The answer should consist of the records below, repeated exactly, and no pictures.

----- DATA PROVIDED

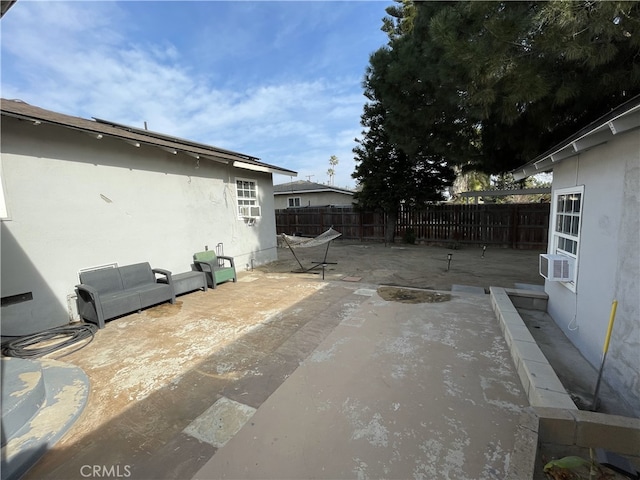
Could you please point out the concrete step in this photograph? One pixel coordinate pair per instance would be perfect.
(31, 422)
(23, 393)
(467, 289)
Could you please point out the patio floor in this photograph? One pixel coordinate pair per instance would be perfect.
(285, 375)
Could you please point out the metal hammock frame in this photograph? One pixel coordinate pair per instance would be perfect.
(305, 242)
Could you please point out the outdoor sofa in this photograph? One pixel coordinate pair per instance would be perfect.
(217, 268)
(108, 293)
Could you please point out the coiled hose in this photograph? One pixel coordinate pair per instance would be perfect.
(53, 339)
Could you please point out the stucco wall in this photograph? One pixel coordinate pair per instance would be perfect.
(76, 202)
(608, 263)
(319, 199)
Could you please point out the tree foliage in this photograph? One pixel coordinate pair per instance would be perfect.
(389, 177)
(489, 85)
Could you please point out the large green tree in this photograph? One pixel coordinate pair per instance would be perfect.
(491, 84)
(388, 177)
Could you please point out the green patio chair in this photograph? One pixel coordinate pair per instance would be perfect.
(217, 269)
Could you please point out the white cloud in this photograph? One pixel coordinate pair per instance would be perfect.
(79, 58)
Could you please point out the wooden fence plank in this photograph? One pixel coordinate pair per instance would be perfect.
(508, 225)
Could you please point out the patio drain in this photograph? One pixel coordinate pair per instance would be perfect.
(405, 295)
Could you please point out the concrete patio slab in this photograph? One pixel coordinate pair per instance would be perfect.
(414, 391)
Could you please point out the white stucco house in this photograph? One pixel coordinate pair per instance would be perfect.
(595, 232)
(78, 194)
(304, 193)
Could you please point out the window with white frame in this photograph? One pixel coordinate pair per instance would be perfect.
(294, 202)
(567, 220)
(247, 195)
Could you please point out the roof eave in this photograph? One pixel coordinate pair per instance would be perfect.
(595, 134)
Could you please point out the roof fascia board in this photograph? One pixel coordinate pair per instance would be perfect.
(623, 124)
(504, 193)
(324, 190)
(263, 168)
(601, 132)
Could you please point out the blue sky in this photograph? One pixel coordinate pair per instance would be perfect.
(281, 81)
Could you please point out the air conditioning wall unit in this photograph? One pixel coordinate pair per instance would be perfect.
(250, 211)
(556, 267)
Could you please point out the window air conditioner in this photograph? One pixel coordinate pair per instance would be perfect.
(556, 268)
(250, 211)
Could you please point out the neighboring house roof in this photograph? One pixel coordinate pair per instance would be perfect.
(136, 136)
(622, 119)
(305, 186)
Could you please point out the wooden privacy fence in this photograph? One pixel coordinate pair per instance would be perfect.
(508, 225)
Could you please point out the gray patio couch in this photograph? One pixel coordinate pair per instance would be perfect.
(111, 292)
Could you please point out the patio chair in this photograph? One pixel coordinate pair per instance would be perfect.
(217, 268)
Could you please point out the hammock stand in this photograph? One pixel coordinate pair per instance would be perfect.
(301, 242)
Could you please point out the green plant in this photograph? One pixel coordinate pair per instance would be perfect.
(574, 467)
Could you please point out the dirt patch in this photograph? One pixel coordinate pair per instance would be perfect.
(405, 295)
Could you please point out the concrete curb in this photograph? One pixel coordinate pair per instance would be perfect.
(541, 384)
(554, 417)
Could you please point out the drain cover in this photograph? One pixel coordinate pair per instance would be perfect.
(406, 295)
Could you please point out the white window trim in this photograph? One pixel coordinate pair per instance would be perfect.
(553, 248)
(299, 199)
(256, 202)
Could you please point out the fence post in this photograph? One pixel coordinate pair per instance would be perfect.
(514, 225)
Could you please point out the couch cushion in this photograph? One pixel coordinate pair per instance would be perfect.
(104, 280)
(116, 304)
(136, 275)
(208, 256)
(155, 293)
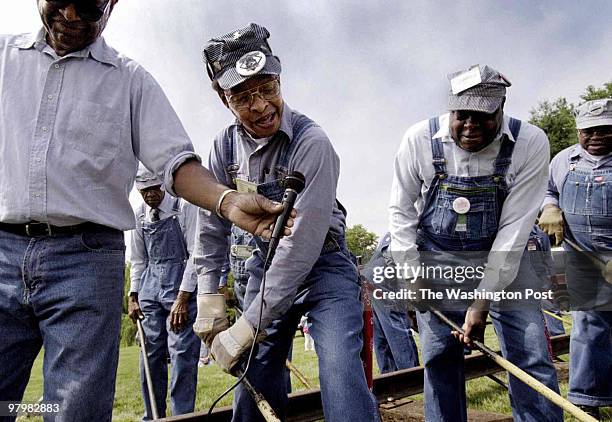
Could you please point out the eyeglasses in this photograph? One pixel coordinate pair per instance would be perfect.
(600, 130)
(478, 116)
(243, 100)
(86, 9)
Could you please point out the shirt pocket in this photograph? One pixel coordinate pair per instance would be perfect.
(93, 134)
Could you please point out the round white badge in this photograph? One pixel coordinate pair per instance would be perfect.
(461, 205)
(250, 63)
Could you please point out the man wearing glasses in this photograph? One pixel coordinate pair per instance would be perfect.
(578, 207)
(466, 191)
(75, 119)
(312, 272)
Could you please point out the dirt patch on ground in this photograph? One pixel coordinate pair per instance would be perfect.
(407, 410)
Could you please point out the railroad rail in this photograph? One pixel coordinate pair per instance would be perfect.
(305, 406)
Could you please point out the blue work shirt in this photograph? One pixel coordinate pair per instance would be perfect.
(72, 130)
(317, 212)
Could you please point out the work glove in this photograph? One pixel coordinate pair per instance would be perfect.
(551, 221)
(229, 345)
(211, 318)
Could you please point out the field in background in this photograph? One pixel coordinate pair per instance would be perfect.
(483, 394)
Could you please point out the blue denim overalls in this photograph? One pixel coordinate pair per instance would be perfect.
(394, 344)
(167, 256)
(329, 297)
(538, 251)
(242, 243)
(586, 201)
(521, 333)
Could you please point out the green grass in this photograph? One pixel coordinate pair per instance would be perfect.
(483, 394)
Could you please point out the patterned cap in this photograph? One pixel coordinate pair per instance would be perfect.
(238, 55)
(146, 178)
(594, 113)
(480, 88)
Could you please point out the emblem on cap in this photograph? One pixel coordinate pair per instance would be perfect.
(251, 63)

----------

ANSWER
Could you please point out the concrete step in this photograph? One pixel coordinate pair per instance would be perfect.
(31, 422)
(23, 393)
(467, 289)
Could you please point out the patio floor in this photograph? One pixel coordinate pair per instance would be perfect.
(285, 375)
Could you please point out the metal hammock frame in this photograph? One pixel coordinate pair per instance would be perfect.
(305, 242)
Could you please point out the outdoor sofa in this photograph? One pixel coordinate pair per instance would be perfect.
(217, 268)
(108, 293)
Could you please point out the coiled hose in this photograph? One pixel coordinate pair per instance would be perfect.
(53, 339)
Could you please point out the stucco wall in this photograph? One pixel coordinate pair per instance would be perfect.
(76, 202)
(608, 263)
(319, 199)
Could you please point out the tree foliage in this photograph? One pixel coordinate pair per instance would be perfect.
(389, 177)
(489, 85)
Could you please point out the large green tree in this photograph? One pixel coordinate pair per instance would be perfect.
(491, 84)
(388, 177)
Could you please point out the green patio chair in this photograph? One pixel coordinate pair per instance would be perfect.
(217, 269)
Could you please point out the white cloud in this photograph? One pixel coordinate pair per instance would be perfect.
(79, 58)
Could you please point out the wooden fence plank in this photograph? One pixel coordinate pair per instance would be perfect.
(508, 225)
Could you please point out the patio drain in this photograph? One pixel coordinate pair per instance would be perfect.
(405, 295)
Could you please point out the concrete patio slab in this photograph? One pixel coordinate pair per instance would be perfect.
(414, 391)
Could you please point out the white stucco house in this photograph? One pixel coordinate pair per instance would be perfect.
(595, 232)
(78, 194)
(304, 193)
Could you please point out the window with white frame in this photograph? One pixel coordinate pair per instance would be perfect.
(294, 202)
(567, 220)
(247, 195)
Could you please point out the roof eave in this photograph? One pixel coordinate pair per instance would be perfect.
(595, 134)
Could you please point out the roof fascia board in this photograph? One pixel coordinate pair per instance would be perfect.
(623, 124)
(504, 193)
(324, 190)
(263, 168)
(601, 132)
Could you please point out the blue sky in this photograph? One pixel coordinate pair per instance would be perfect.
(281, 81)
Could you please point out the air conditioning wall unit in this photograph? One pixel coordinate pair per instance would be perfect.
(250, 211)
(556, 267)
Could you please point out the window air conditioner in this photograph? One pixel coordinate pair per instance would be perfect.
(556, 268)
(250, 211)
Could you please point out the neighboring house roof in this photograph? One pixel coordinate pair per instance would be perfect.
(136, 136)
(622, 119)
(305, 186)
Could you please point out the wooden privacy fence in this photograph? One pixel coordinate pair per instance would be perfect.
(508, 225)
Could you please point out the gray patio couch in this photograph? One pixel coordinate pair per instance would be perfect.
(111, 292)
Could you please point out the patio chair in this photograph? One pixel coordinate pair per instance would be perfect.
(217, 268)
Could you please point out the hammock stand in this photograph? One pixel coordinate pair per instance would be perfect.
(301, 242)
Could you please point out the green plant in this photograph? One pixel coordinate pair per instance would be perfect.
(574, 467)
Could you please point out the dirt patch in this photograph? One pixel coordinate pair per instance would be perfect.
(405, 295)
Could you please point out the concrete curb in this photograph? One pixel coordinate pair per instance would be perfect.
(541, 384)
(554, 417)
Could you please point out the drain cover in this photograph? One pixel coordinate pair per instance would be perfect.
(406, 295)
Could you please point out the white window trim in this photograph? One pixel coordinate pair per instance would be perfect.
(553, 248)
(299, 199)
(256, 202)
Could you please point out the fence post in this photograph? One pixel coordinate pair per instance would be perfect.
(514, 225)
Could you please point out the couch cushion in this photograph? One pixel coordinate pair per instance would be perfect.
(104, 280)
(116, 304)
(136, 275)
(208, 256)
(155, 293)
Could you please point out the eyeglasses in this photograph? One pixel coordinate pair per instance would be perfect.
(600, 130)
(478, 116)
(243, 100)
(86, 9)
Could you please point out the shirt pocket in this photograph? One pixel coordinate pair per instance would be perfect.
(93, 134)
Could you please point out the round white badge in this photograph? One pixel coordinate pair per instance would be perfect.
(461, 205)
(250, 63)
Could you please point out the man wearing glasses in this photograph? One pixel coordinate pair per instance would be perfect.
(578, 207)
(466, 191)
(75, 119)
(312, 272)
Could you please point out the dirt patch on ground in this photograph? One pixel coordinate pair per instance would be perfect.
(407, 410)
Could you please point out the railroad rail in this photograph? One pixel coordinate pair per instance would be perfect.
(305, 406)
Could you please point out the blue work shirt in this photograph? One pixel coordinate pair per instance would be perfect.
(72, 130)
(317, 212)
Could you please point out the work glove in this photograph? One pixel coordinate pair per instance would be perfect.
(551, 221)
(229, 345)
(211, 318)
Could you please point out the field in background in this photograph? One pixel coordinate pair per instance would be perfect.
(483, 394)
Could you please point out the blue denim overalls in this photograph? One pixel coordinate pair per instance would be perfect.
(394, 344)
(167, 256)
(329, 297)
(538, 251)
(242, 243)
(586, 201)
(521, 333)
Could you please point out the green grass in this photograph? One pixel coordinate pair per instance would be perfect.
(483, 394)
Could you please point out the patterned cap in this photograph? One pixel coordinate pair per instance would be perfect.
(238, 55)
(146, 178)
(594, 113)
(480, 88)
Could you please point out the emblem on cap in this photograph? One pixel coordinate pair per instance would be perfect.
(251, 63)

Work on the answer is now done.